## TASK TO COMPLETE
Copy out the part of the items that opens with the line containing "Target: concrete overpass" and continues to the end of the items, shifting every pixel coordinate by adding 35 to each of its numbers while keeping all other lines unchanged. Leave the pictures out of your answer.

[Items from a data source]
** BEGIN **

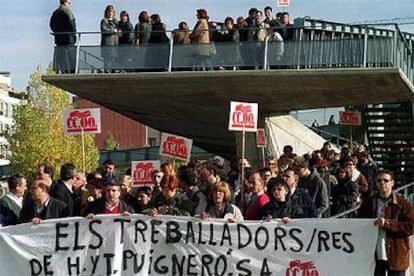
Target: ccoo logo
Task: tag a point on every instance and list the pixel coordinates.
(297, 268)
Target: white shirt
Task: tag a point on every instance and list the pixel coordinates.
(16, 199)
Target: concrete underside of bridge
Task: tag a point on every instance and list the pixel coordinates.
(196, 104)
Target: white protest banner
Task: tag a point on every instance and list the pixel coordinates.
(87, 120)
(243, 116)
(142, 171)
(142, 245)
(282, 3)
(175, 146)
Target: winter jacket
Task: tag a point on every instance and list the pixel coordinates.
(399, 217)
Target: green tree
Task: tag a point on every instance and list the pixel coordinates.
(38, 135)
(110, 142)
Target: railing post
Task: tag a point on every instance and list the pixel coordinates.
(77, 54)
(364, 55)
(395, 54)
(265, 53)
(299, 47)
(171, 52)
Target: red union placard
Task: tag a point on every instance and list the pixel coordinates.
(352, 118)
(298, 267)
(243, 116)
(260, 138)
(283, 3)
(175, 146)
(86, 119)
(142, 171)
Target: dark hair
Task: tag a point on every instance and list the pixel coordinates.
(169, 181)
(124, 13)
(202, 13)
(143, 17)
(301, 162)
(15, 180)
(47, 168)
(67, 171)
(273, 182)
(252, 10)
(189, 178)
(97, 182)
(155, 18)
(145, 189)
(229, 19)
(390, 173)
(109, 8)
(110, 181)
(109, 162)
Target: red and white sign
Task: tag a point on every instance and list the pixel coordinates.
(260, 138)
(283, 3)
(176, 146)
(142, 171)
(243, 116)
(86, 119)
(352, 118)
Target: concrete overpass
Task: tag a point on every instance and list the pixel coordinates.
(196, 104)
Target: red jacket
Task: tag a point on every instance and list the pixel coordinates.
(399, 217)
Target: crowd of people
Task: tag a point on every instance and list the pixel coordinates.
(252, 30)
(289, 187)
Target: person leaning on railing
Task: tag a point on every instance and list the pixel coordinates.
(395, 221)
(62, 23)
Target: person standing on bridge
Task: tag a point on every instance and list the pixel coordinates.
(395, 221)
(63, 25)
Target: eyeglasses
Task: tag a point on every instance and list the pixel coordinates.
(383, 180)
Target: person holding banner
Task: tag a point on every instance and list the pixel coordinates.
(280, 205)
(12, 202)
(171, 201)
(42, 206)
(220, 206)
(395, 221)
(111, 203)
(144, 196)
(189, 184)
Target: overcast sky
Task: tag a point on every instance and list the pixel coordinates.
(25, 40)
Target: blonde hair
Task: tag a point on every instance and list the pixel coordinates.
(221, 187)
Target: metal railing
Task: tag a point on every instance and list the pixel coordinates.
(316, 44)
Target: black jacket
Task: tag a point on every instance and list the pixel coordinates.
(63, 21)
(98, 207)
(62, 193)
(280, 210)
(54, 209)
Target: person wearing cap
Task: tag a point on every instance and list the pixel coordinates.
(171, 201)
(280, 206)
(220, 205)
(201, 37)
(310, 180)
(144, 196)
(258, 197)
(111, 203)
(299, 196)
(42, 206)
(395, 222)
(189, 183)
(65, 187)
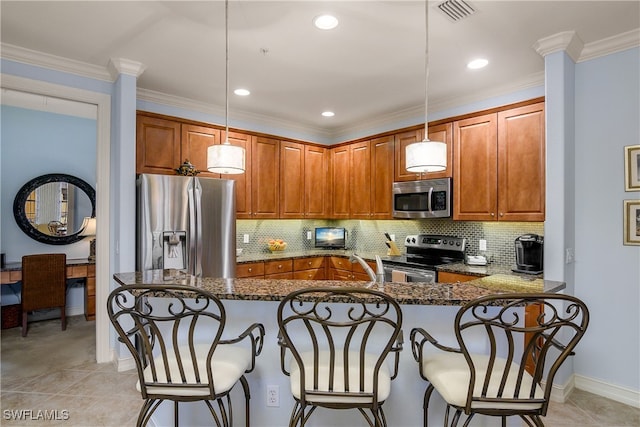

** END **

## TASK ANSWER
Target: concrete overpass
Task: tag a point on every instance and list the pixel coordinates.
(231, 139)
Target: red jacket
Task: tag a point on every instance and list the pixel coordinates.
(434, 252)
Target: crowd of people
Task: tag a point on every instance and list the pixel coordinates.
(287, 65)
(324, 222)
Target: person leaning on railing
Task: tag a point on every instance and list the pixel coordinates.
(430, 256)
(97, 58)
Target: person standing on bridge
Task: tag a point on every instance and list the pixel coordinates.
(430, 256)
(98, 60)
Target: eyeglasses
Task: tag a point on every instance and list the pixel coordinates.
(418, 215)
Target: person holding banner
Task: tag a point on every instance and list the pixel coordinates.
(315, 240)
(47, 237)
(206, 236)
(77, 241)
(255, 241)
(430, 256)
(146, 238)
(179, 231)
(224, 219)
Target: overcast sky
Task: tag a point on every instance and list the pixel coordinates.
(60, 75)
Target: blonde hair
Task: tag a point on every instance and list the pixel coordinates.
(256, 222)
Target: metal railing
Task: tag a point on every instance and list the pixel coordinates.
(351, 79)
Target: black jacket
Task: tag a point on every instance and list the pixel coordinates.
(98, 56)
(133, 242)
(97, 228)
(315, 245)
(89, 244)
Target: person wearing cap
Task: tag a point on every instance and list the pixel coordinates.
(206, 236)
(315, 241)
(255, 240)
(236, 72)
(345, 215)
(179, 231)
(293, 232)
(146, 238)
(334, 231)
(77, 241)
(430, 257)
(224, 218)
(100, 222)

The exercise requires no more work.